*REQUIREMENTS*. Retype the listing below line by line, keeping every character unchanged.

Items listed in a dataset
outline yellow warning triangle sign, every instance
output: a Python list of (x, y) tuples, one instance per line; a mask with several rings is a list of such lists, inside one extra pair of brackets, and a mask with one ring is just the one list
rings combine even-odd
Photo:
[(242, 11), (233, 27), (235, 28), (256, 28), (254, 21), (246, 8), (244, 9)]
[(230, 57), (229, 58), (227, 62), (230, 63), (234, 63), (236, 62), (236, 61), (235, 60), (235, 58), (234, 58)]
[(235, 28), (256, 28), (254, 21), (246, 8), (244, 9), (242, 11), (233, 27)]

*OUTPUT BELOW*.
outline yellow warning triangle sign, every instance
output: a Python list of (x, y) tuples, one instance per line; a mask with several rings is a list of such lists, inside one extra pair of brackets, and a mask with one ring is just the one list
rings combine even-odd
Photo:
[(242, 11), (233, 27), (235, 28), (256, 28), (254, 21), (246, 8), (244, 9)]
[(230, 57), (229, 58), (227, 62), (230, 63), (234, 63), (236, 62), (236, 61), (235, 60), (235, 58), (234, 58)]
[(235, 28), (256, 28), (254, 21), (246, 8), (244, 9), (242, 11), (233, 27)]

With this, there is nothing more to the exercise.